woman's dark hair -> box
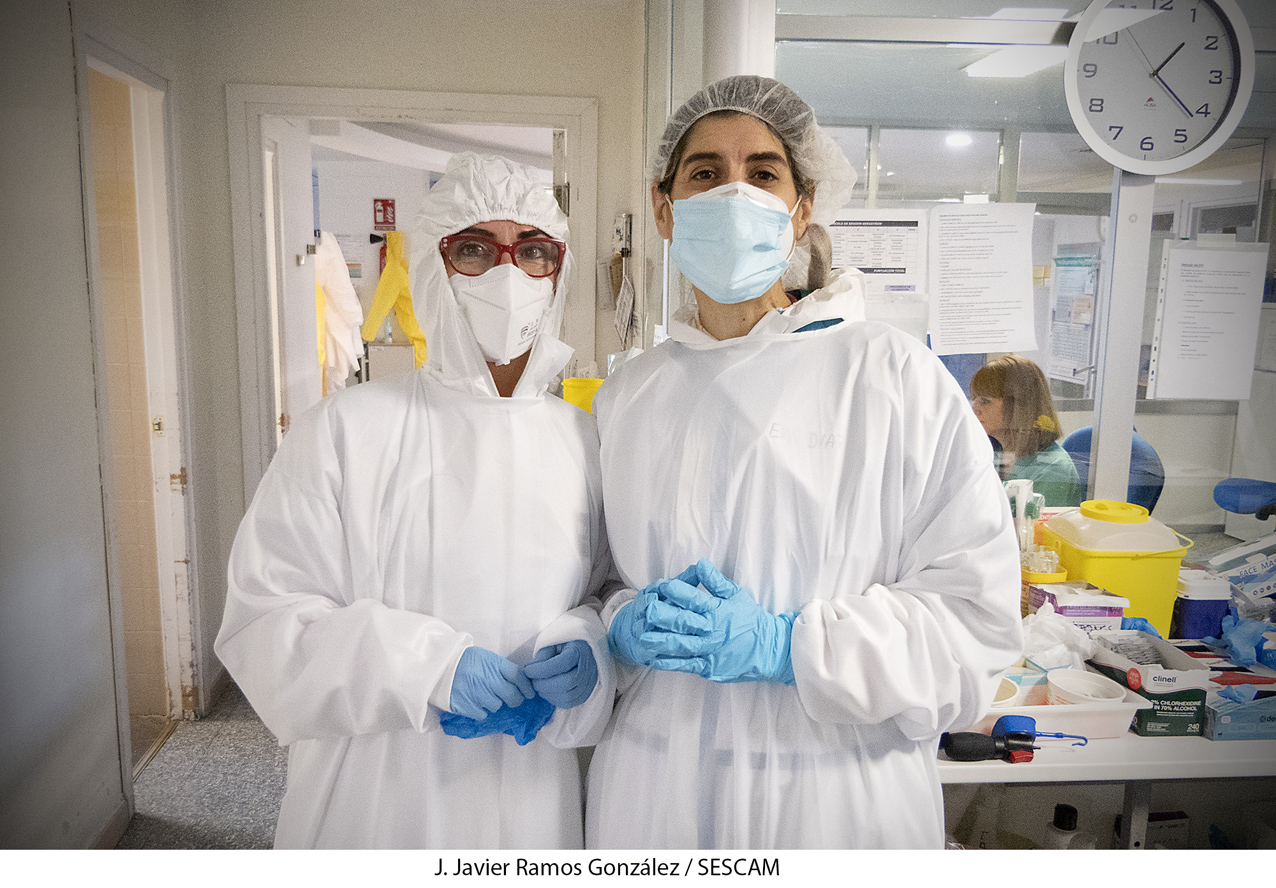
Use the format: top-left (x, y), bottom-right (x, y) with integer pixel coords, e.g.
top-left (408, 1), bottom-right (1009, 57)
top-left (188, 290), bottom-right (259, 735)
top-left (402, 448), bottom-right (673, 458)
top-left (656, 111), bottom-right (815, 202)
top-left (970, 355), bottom-right (1060, 457)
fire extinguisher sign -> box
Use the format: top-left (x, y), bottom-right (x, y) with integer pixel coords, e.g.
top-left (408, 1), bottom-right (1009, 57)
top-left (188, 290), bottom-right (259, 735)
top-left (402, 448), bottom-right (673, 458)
top-left (373, 198), bottom-right (394, 231)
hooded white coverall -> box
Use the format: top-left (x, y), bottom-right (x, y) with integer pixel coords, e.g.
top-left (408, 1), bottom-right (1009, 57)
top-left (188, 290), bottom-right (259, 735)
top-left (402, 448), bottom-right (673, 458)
top-left (586, 272), bottom-right (1021, 848)
top-left (216, 156), bottom-right (615, 848)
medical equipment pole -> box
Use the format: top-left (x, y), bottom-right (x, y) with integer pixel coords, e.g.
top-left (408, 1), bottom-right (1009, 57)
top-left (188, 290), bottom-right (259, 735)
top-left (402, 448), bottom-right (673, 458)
_ _ _
- **SHORT TASK**
Copy out all the rows above, swapping every "coords" for "coordinates" and keeping everything else as it is. Leave the pictures out.

- **SOLUTION TO THIS PROBLEM**
woman's dark hair -> box
Use the format: top-left (x, y), bottom-right (x, y) with integer pixel coordinates, e.g.
top-left (408, 1), bottom-right (1009, 57)
top-left (188, 290), bottom-right (259, 735)
top-left (402, 448), bottom-right (673, 458)
top-left (656, 111), bottom-right (815, 202)
top-left (970, 355), bottom-right (1060, 457)
fire extinguisher sign -> box
Use the format: top-left (x, y), bottom-right (x, y) with integer pixel coordinates, e.g.
top-left (408, 1), bottom-right (1009, 57)
top-left (188, 290), bottom-right (259, 735)
top-left (402, 448), bottom-right (673, 458)
top-left (373, 198), bottom-right (394, 231)
hooded white coverall -> box
Use the format: top-left (x, y), bottom-right (x, y) with integer pixel coordinates, e.g.
top-left (408, 1), bottom-right (1009, 57)
top-left (188, 290), bottom-right (259, 735)
top-left (402, 448), bottom-right (673, 458)
top-left (586, 272), bottom-right (1021, 848)
top-left (216, 156), bottom-right (615, 848)
medical equipment pole -> box
Use the format: top-left (x, y), bottom-right (x, y) with integer pixel coordinates, e.g.
top-left (408, 1), bottom-right (1009, 57)
top-left (188, 290), bottom-right (259, 735)
top-left (402, 448), bottom-right (673, 458)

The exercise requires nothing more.